> Текст упражнения:
Мы знали и со слов Лили Юрьевны, что Брики поначалу не приняли Маяковского и его стихи. Якобсон тогда у Дувакина рассказал нам, что он был на том чтении стихов Маяковского, когда и Лиля Юрьевна и Осип Брик были среди его освистывавших. Мы слушали затаив дыхание. Как обычно в таких случаях, техника отказала. Через час или два после начала рассказа Якобсона оказалось, что магнитофон ничего не записал. Но далеко не все сеансы воспоминаний были столь неудачны. От Дувакина в универ­ситете остался большой архив звуковых записей, к которому с благодарностью будут обращаться историки нашей культуры. Дувакин говорил мне потом, что не считает, будто его жизнь после ухода с филологического факультета переменилась к худшему. Наоборот, собирая материалы по культуре начала века, он добился полной независи­мости и свободы.

В Дувакине, в его разбросанной манере говорить, рассеянности, влюбленности в русскую поэзию было что-то в высокой степени подлинное. Это же сказалось и в его поведении на суде. Он был далек от политики и не хотел быть героем. Он не был патологически храбр, скорее, как все интеллигенты, побаивался государства и его тайной полиции. Но он просто не говорил неправды, не хотел хулить заключенного ученика, оставался порядочным человеком, интеллигентом в старинном и высоком смысле.

Когда я уже в конце второго семестра первого курса переработал и перепечатал свое разросшееся сочинение об одах для дувакинского семинара, я показал его Николаю Семеновичу Поспелову, который вел у нас занятия по современному русскому языку. Ему эта работа понравилась, он дал ее прочесть В. В. Виноградову, тот, по словам Поспелова, возил ее в поездке в Ленинград, куда ездил читать лекции. Так состоялось мое первое, тогда заочное знакомство с этим примечательным человеком, с которым мне предстояло проработать несколько лет вместе в журнале «Вопросы языкознания». Как и некоторые другие люди из близкого окружения Виноградова, Н. С. Поспелов воплощал для меня русскую старину во всем своем облике, словно вышедшем из прошлого века. Мне же нравилось то, что в своем спецкурсе о синтаксисе «Медного всадника» он развивал идеи Тынянова о тесноте стихотворного ряда.

> Изучаем материал:
1 – Сократите абзац текста, начинающийся словами «В Дувакине, в его разбросанной манере говорить». Оформите его списком и сохраните главные факты.
2 – Согласуются ли с текстом эти утверждения? На каждое ответьте «да» или «нет» и приведите точную цитату, которая это решает.
(а) Магнитофон записал рассказ Якобсона.
(б) Дувакин считал, что после ухода с филологического факультета его жизнь стала хуже.
(в) Поспелов вел занятия по современному русскому языку.
3 – Перепишите из текста всё, начиная со слов «Мы знали и со» и вплоть до слов «независи­мости и свободы.».

Данные для указания на объект по описанию:
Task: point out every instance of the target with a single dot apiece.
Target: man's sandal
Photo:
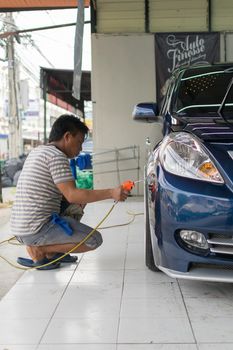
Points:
(30, 263)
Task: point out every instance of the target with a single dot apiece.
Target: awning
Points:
(58, 83)
(20, 5)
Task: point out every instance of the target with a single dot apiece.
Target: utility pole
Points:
(15, 139)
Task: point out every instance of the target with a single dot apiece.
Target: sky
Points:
(56, 45)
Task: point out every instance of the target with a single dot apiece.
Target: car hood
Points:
(218, 139)
(211, 131)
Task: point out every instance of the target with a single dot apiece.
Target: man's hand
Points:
(119, 194)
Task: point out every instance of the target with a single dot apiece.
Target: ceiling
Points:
(20, 5)
(59, 82)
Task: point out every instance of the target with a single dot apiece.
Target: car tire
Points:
(149, 258)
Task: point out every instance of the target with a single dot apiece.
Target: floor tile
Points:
(93, 290)
(50, 276)
(22, 309)
(36, 292)
(152, 330)
(213, 329)
(201, 289)
(213, 346)
(98, 277)
(135, 257)
(77, 347)
(146, 276)
(143, 290)
(209, 307)
(22, 331)
(17, 347)
(88, 307)
(152, 308)
(82, 330)
(157, 347)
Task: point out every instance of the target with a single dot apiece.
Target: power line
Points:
(10, 33)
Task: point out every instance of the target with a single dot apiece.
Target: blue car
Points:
(189, 176)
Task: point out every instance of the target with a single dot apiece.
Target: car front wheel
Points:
(149, 258)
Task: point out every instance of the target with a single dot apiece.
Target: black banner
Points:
(173, 50)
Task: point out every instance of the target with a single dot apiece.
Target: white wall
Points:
(123, 74)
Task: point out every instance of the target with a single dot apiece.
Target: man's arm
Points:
(82, 196)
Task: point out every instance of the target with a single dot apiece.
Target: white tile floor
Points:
(111, 301)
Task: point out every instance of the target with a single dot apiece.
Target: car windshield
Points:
(201, 91)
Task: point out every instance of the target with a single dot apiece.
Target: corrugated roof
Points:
(19, 5)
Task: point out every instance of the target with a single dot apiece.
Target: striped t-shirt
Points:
(37, 196)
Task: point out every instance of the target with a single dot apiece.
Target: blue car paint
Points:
(182, 203)
(208, 210)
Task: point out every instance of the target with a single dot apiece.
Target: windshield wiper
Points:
(230, 123)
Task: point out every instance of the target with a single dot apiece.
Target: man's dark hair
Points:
(64, 123)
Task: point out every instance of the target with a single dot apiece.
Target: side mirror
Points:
(146, 112)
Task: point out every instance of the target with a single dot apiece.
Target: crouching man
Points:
(37, 220)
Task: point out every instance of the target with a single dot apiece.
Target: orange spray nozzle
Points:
(128, 185)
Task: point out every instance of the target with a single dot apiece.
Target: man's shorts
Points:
(51, 234)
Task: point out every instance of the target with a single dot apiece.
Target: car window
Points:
(203, 92)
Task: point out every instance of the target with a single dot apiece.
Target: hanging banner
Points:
(173, 50)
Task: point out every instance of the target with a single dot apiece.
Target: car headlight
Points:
(181, 154)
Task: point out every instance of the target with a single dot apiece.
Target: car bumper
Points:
(209, 210)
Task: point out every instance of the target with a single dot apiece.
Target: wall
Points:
(122, 75)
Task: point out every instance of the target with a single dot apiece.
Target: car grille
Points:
(220, 244)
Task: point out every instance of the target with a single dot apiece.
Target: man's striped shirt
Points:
(37, 196)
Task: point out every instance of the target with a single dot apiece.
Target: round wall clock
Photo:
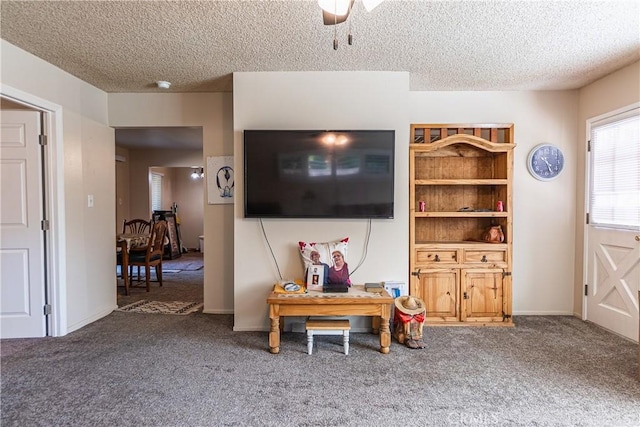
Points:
(545, 162)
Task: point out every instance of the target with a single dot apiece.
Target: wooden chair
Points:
(152, 255)
(136, 226)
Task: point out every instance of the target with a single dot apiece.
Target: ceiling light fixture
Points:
(197, 172)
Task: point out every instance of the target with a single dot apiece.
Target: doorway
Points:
(38, 312)
(612, 232)
(169, 152)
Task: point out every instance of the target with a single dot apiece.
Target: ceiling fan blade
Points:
(331, 19)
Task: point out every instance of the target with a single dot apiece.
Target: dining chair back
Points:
(136, 226)
(152, 255)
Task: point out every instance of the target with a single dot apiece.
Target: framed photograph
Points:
(173, 250)
(315, 277)
(220, 180)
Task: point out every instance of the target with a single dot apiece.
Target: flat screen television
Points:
(318, 174)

> Ваши ответы:
1 –
- В Дувакине было что-то очень подлинное: в его разбросанной манере говорить, в рассеянности, во влюбленности в русскую поэзию. Это проявилось и в его поведении на суде.
- Он был далек от политики, героем быть не хотел и, как все интеллигенты, скорее побаивался государства и его тайной полиции.
- Но он не говорил неправды и не хотел хулить заключенного ученика. Он остался порядочным человеком, интеллигентом в старинном и высоком смысле.

2 –
(а) Нет: «оказалось, что магнитофон ничего не записал».
(б) Нет: «не считает, будто его жизнь после ухода с филологического факультета переменилась к худшему».
(в) Да: «который вел у нас занятия по современному русскому языку».

3 –
Мы знали и со слов Лили Юрьевны, что Брики поначалу не приняли Маяковского и его стихи. Якобсон тогда у Дувакина рассказал нам, что он был на том чтении стихов Маяковского, когда и Лиля Юрьевна и Осип Брик были среди его освистывавших. Мы слушали затаив дыхание. Как обычно в таких случаях, техника отказала. Через час или два после начала рассказа Якобсона оказалось, что магнитофон ничего не записал. Но далеко не все сеансы воспоминаний были столь неудачны. От Дувакина в универ­ситете остался большой архив звуковых записей, к которому с благодарностью будут обращаться историки нашей культуры. Дувакин говорил мне потом, что не считает, будто его жизнь после ухода с филологического факультета переменилась к худшему. Наоборот, собирая материалы по культуре начала века, он добился полной независи­мости и свободы.